Given problem => Write out every line of the material below without any change, leaving out the pictures.

Material for the task =>
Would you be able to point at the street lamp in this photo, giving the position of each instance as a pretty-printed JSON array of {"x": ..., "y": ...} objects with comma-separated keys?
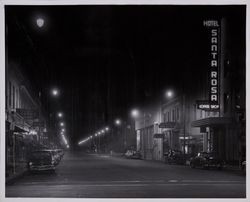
[
  {"x": 60, "y": 115},
  {"x": 169, "y": 94},
  {"x": 55, "y": 92},
  {"x": 40, "y": 22},
  {"x": 135, "y": 113},
  {"x": 118, "y": 122}
]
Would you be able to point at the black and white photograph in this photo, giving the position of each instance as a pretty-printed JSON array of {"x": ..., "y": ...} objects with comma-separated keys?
[{"x": 134, "y": 101}]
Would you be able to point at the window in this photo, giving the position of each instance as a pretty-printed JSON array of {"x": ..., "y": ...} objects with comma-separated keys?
[
  {"x": 9, "y": 94},
  {"x": 226, "y": 102},
  {"x": 14, "y": 99},
  {"x": 177, "y": 113}
]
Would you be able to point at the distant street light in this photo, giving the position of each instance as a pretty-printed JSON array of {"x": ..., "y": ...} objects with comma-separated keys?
[
  {"x": 118, "y": 122},
  {"x": 40, "y": 22},
  {"x": 60, "y": 114},
  {"x": 169, "y": 94},
  {"x": 135, "y": 113},
  {"x": 55, "y": 92}
]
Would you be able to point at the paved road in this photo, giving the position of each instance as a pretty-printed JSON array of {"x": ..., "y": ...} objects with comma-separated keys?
[{"x": 95, "y": 176}]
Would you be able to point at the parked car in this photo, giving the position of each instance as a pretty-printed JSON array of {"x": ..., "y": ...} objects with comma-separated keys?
[
  {"x": 174, "y": 157},
  {"x": 132, "y": 154},
  {"x": 41, "y": 160},
  {"x": 207, "y": 160}
]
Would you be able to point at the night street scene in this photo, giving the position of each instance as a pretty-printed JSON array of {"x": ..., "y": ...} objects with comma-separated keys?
[{"x": 125, "y": 101}]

Result of this task =>
Would you be able to point at the street lamp in this photo, giving the position of each instance as a pretty-printed JSON array of {"x": ..., "y": ...} objects with comma-separated keys?
[
  {"x": 60, "y": 115},
  {"x": 169, "y": 94},
  {"x": 55, "y": 92},
  {"x": 40, "y": 22},
  {"x": 135, "y": 113},
  {"x": 118, "y": 122}
]
Would you be able to point at the black and white photograph in this photo, giving the position of each instance as a pretty-printed JSON array of {"x": ..., "y": ...} objects with comma-separated keys?
[{"x": 134, "y": 101}]
Would you be able to point at the window in this photo, giving the position of each instance as a pretty-printed JSON array of {"x": ..., "y": ...} objects with comma-separated keys?
[
  {"x": 9, "y": 94},
  {"x": 226, "y": 102},
  {"x": 14, "y": 99},
  {"x": 177, "y": 113}
]
Would you be able to point at the distant street light in this photo, giving the position of each instance as a pretty-printed JSON array of {"x": ..., "y": ...} objects with comma-separated keys?
[
  {"x": 118, "y": 122},
  {"x": 40, "y": 22},
  {"x": 60, "y": 114},
  {"x": 169, "y": 94},
  {"x": 135, "y": 113},
  {"x": 55, "y": 92}
]
Would you be able to point at the paved road in this photo, giving the position of each instance as a pretty-printed JSON array of {"x": ..., "y": ...} objects with comma-separated keys?
[{"x": 95, "y": 176}]
Would you be able to point at the parked car in this photo, giving the position of each instance as a pretty-printed JSON array of {"x": ..., "y": ...} objects with comma-separated keys?
[
  {"x": 174, "y": 157},
  {"x": 132, "y": 154},
  {"x": 41, "y": 160},
  {"x": 207, "y": 160}
]
Would you be able to point at the night street scene in this photo, giving the position of each instance as a pretty-printed JSON array of {"x": ..., "y": ...} objects with comma-separated keys?
[{"x": 125, "y": 101}]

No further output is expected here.